(Stored data entries)
----------

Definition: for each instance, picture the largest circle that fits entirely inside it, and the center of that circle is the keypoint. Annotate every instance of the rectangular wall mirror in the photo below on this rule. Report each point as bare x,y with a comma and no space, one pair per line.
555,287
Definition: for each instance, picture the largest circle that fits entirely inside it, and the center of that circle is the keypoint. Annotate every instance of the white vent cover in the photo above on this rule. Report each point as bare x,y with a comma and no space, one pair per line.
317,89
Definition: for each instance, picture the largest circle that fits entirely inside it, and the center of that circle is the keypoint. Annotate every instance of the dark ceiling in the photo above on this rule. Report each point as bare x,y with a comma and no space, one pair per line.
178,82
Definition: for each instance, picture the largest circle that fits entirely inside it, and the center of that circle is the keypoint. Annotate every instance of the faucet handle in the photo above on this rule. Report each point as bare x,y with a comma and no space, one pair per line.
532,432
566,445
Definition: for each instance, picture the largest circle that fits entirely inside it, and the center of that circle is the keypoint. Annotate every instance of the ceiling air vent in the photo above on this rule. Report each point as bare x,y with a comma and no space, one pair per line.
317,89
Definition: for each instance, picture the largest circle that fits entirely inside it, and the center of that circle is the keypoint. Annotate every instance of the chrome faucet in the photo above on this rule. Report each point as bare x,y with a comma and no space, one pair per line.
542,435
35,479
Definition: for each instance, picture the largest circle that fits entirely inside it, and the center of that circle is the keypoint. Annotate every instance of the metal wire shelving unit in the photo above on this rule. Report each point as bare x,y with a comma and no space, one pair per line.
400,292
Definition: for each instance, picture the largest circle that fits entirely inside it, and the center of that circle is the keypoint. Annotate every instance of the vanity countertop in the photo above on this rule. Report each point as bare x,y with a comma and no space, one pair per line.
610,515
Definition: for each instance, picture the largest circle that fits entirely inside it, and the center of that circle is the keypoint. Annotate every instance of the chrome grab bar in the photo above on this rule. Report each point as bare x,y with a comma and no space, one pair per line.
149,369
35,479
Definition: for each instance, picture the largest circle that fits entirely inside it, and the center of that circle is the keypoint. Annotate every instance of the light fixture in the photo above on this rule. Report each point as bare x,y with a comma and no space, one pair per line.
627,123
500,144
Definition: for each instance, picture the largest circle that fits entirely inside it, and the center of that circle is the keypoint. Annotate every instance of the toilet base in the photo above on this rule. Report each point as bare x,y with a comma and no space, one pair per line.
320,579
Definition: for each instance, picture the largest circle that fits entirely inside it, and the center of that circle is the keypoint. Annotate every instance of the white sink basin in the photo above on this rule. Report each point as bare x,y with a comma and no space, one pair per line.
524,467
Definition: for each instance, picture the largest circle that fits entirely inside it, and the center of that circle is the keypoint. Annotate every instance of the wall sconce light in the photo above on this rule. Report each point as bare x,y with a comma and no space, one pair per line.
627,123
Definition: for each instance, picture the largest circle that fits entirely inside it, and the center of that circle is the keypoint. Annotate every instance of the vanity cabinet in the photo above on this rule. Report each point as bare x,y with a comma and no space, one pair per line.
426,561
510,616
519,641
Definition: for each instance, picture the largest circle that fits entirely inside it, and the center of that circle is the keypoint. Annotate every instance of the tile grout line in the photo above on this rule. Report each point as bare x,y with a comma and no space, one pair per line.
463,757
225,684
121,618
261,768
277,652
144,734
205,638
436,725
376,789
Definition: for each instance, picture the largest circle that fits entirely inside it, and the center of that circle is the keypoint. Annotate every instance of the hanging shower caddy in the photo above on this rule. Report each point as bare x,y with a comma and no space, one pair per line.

----------

> [Your task]:
Taking care to match every character, output all of the entries above.

> [Your response]:
Definition: for each instance, picture the largest circle that fits entirely inside it, and the center of that circle is the keypoint. Annotate every instance of the rectangular wall mirror in the photo below on this rule. Report each point as bare x,y with a comma and no space, one pair per line.
555,287
Definition: for each instance, picture the largest circle that fits entirely inside it, and the center of that circle is the keypoint. Annotate every instance of the white vent cover in the photo above on this rule. Report each point as bare x,y with a comma and no space, one pair per line.
317,89
Definition: for each instance, picture the largest circle that fits entirely inside it, and the center of that circle is the keypoint. Annotate every instance of the dark ceiling in the photo above on this rule. Report each point as bare x,y with a comma and no space, one pair per line.
178,82
Definition: for each instance, picture the largest circle that fits entirely inside it, and the center of that circle is the keypoint. Annotate every instance of the faucet handle in the photo above on this rule. Report each point as bare x,y with a comma and no space, one pair per line.
532,432
566,445
Definition: for each instance, picture the largest circle that fits entirely inside it, and the center of that circle is the keypoint. Annotate every instance of the ceiling air vent in the photo above on this rule. Report each point as bare x,y with a comma and no space, one pair per line.
317,89
Definition: for each instance, picture the largest circle that fits entirely inside it, and the center of that circle is the keypoint. Annotate every instance of the chrome faucet in the photo above on this rule. Report each point as bare x,y with a comma and no space, one pair per line.
542,435
35,479
Definition: for each instance, picture the largest circle that fits entirely inside it, and the center of that circle is the keypoint. Annotate every instance of the metal wire shelving unit in the photo above on this rule. Report each point as bare x,y with a comma and no space, one pair per line.
400,292
Definition: for each instance, picture the largest circle that fits entirely inside it, and the center of that circle is the keypoint. Annotate every instance of the vanity countertop in the photo above on this rule. Report each point as bare x,y with a comma and no space, one pair per line.
610,515
Definition: for each instance, picture the largest circle that fits entirely inside it, and the center of that circle is the keypoint. Annotate every instance of the chrome grab bar in the photo above on this rule. Report each point as bare x,y with a comma and no space, one pair per line.
149,369
35,479
Definition: for each instance, picture the largest circle that fits entirely inside it, and the center of that circle is the keypoint. Annotate every instance of the light fixture in the photo above on this rule. Report each point as bare x,y with a comma and no space, one pair per line.
627,123
500,144
Definition: for each instance, picture the largest circle that fits entirely inside it, and the center of that circle is the keypoint. Annotate every instance of the toilet base in the photo above on this rule. Report each point as bare x,y with a comma and no space, one pair per line.
320,579
Definition: for each instance, picture the largest circle that fits entirely inside it, and the center of that circle is the keypoint. Annotate every instance of the white sink basin in the photo above on this rule. Report each point as bare x,y with a comma and no space, one pair per line.
524,467
Definition: for each instance, picture the largest circle that fits entirely inside it, and the center of that circle is the keypoint. Annotate every instance of the wall sconce light in the photo above on this rule. Report each point as bare x,y with a comma and no space, one pair per line.
627,123
Definition: for each instance, picture the largest circle that fits entirely inside it, and the center of that circle is the keypoint. Annotate every instance of the vanity cabinet in the photo above on this rule. Report each point as bare x,y with a comma and no space, one pair per line.
426,561
510,616
519,641
Definition: for each instance, picture the largest circle that fits entirely inside it, and the center of that circle is the keypoint. Annotate every instance of the tile grout line in the photo above on this rule. Report each point as bare x,y with a comma and no space, one pair per line.
463,757
225,684
121,618
261,768
277,652
144,734
205,638
436,725
376,789
Definition: for each instance, picture the largest circle that fits entirely inside it, and the center of that circle is the keypoint. Annotate every instance of the hanging shower caddy in the photo above on this rule. Report each point as bare x,y with a comma and no space, one pair per line.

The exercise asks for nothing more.